**Consignes de travail:**
a. Répondez brièvement à ces trois questions sur l'extrait consacré à l'assassinat de Cabral.
(i) Quelle date restera à jamais gravée dans les annales de l'histoire de la patrie ?
(ii) Quelle fonction Abdoul Karim Camara dit Cabral occupait-il ?
(iii) Quel anniversaire du crime l'extrait marque-t-il ?
b. Poursuivez l'extrait consacré à l'assassinat de Cabral à partir de sa dernière phrase.

**Extrait de page:**
-*-
Aucun devin de la politique ne peut arrêter ce cours de l’histoire de notre peuple. Ceux qui ont versé le sang de nos femmes et de nos enfants répondront immanquablement de leurs actes. Cela est d’autant évident qu’à beau refuser la parole au peuple, il finit toujours par la pendre.

Le 17 mars restera à jamais gravé dans les annales de l’histoire de notre patrie. Abdoul Karim Camara dit Cabral n’est pas mort pour rien.

Les générations montantes exigeront que justice soit rendue.

Dors en paix Cabral. La lutte continue !

Fodé KEITA

 

 

Assassinat de Cabral (17 MARS 1980) :

Le film du crime

 

Abdoul Karim Camara dit Cabral

 

Le 17 mars 1980, Abdoul Karim Camara dit Cabral, secrétaire général de l’Union Nationale des Elèves et Etudiants du Mali (UNEEM) est mort, assassiné entre les mains des Services de Sécurité du Général Moussa Traoré. A l’occasion du 38ème anniversaire du crime, nous vous proposons les circonstances de la mort atroce de cette figure emblématique.
-*-
**Informations sources:**
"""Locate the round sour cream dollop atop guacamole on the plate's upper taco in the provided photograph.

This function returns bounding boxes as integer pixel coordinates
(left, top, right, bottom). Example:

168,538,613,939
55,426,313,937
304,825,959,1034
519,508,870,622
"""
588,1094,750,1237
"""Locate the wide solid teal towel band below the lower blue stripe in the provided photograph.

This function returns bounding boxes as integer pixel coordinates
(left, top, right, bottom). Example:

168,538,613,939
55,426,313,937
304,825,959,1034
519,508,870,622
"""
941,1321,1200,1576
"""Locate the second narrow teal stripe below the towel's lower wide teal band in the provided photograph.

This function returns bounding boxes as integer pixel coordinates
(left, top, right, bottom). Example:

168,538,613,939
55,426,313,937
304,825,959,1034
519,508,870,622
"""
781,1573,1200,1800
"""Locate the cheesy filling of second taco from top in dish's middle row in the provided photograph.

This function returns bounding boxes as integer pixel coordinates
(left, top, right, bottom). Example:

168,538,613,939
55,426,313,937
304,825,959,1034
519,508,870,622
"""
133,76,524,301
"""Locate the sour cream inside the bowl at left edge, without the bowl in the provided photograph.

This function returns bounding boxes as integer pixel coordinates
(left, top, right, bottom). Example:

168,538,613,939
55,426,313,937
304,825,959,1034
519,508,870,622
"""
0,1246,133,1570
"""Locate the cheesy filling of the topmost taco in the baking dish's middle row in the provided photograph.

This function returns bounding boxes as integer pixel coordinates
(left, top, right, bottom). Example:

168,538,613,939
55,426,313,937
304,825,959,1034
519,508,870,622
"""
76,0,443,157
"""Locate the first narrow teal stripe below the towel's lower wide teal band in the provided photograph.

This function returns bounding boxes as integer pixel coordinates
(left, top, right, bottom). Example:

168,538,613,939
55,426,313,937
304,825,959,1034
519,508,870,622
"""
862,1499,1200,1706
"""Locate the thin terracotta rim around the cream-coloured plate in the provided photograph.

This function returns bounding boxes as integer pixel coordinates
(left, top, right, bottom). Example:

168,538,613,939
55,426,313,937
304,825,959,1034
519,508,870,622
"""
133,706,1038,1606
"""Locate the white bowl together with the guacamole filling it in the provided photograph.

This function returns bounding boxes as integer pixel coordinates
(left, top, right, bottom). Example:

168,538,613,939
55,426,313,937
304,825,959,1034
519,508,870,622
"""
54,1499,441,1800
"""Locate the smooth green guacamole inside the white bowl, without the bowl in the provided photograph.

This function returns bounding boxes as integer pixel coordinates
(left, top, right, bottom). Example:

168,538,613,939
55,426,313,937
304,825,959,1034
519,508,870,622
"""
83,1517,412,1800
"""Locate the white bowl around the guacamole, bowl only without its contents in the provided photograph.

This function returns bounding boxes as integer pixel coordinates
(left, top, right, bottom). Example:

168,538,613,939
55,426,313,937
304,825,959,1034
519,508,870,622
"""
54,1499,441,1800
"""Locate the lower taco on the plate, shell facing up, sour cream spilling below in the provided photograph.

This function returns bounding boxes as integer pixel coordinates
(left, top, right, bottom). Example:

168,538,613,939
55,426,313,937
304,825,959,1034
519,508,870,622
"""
-*-
**Corrigé de l'exercice:**
a.
(i) Le 17 mars.
(ii) Secrétaire général de l'Union Nationale des Elèves et Etudiants du Mali (UNEEM).
(iii) Le 38e anniversaire.

b.
Tout a commencé par l’affaire de Ségou, après l’accalmie observée dans la grève des élèves et étudiants, à la mi-novembre 1979. Grève pendant laquelle l’Union Nationale des Elèves et Etudiants du Mali (UNEEM) avait montré qu’elle était la force dirigeante du mouvement scolaire.

Le 15 janvier 1980, à l’ouverture du congrès de l’Union nationale des jeunes du Mali (UNJM) à Bamako, le Secrétaire politique de l’Union démocratique du peuple malien (UDPM) annonce la dissolution de l’UNEEM. Dès cette annonce, la fièvre s’empara de nouveau du monde des élèves et étudiants surtout qu’auparavant, les rencontres entre l’UDPM et l’UNEEM n’avaient pas abouti à des résultats satisfaisants.

Le Bureau de coordination de l’UNEEM devant cette décision, invite les Comités à s’imposer davantage au sein de leurs établissements. On assiste alors à des grèves tournantes dans les lycées à travers le pays tout entier.

Le 13 février 1980, les élèves de Banankoro (Région de Ségou) déclenchent une grève pour exiger la reconnaissance du bureau UNEEM. A. Kané, membre du bureau de coordination de l’Union Nationale des Elèves et Etudiants du Mali (UNEEM), soupçonné d’avoir lancé ce mouvement, est arrêté en plein cours, le Jeudi 14 février. Le même jour à Bamako, Tiéblé Dramé, Secrétaire général de l’UNEEM, est arrêté à son tour.

Le 15 février, les élèves du Lycée de Ségou, de l’Ecole nationale technique des filles (ENTF) et des écoles fondamentales décident de marcher sur la brigade de gendarmerie pour libérer leur camarade.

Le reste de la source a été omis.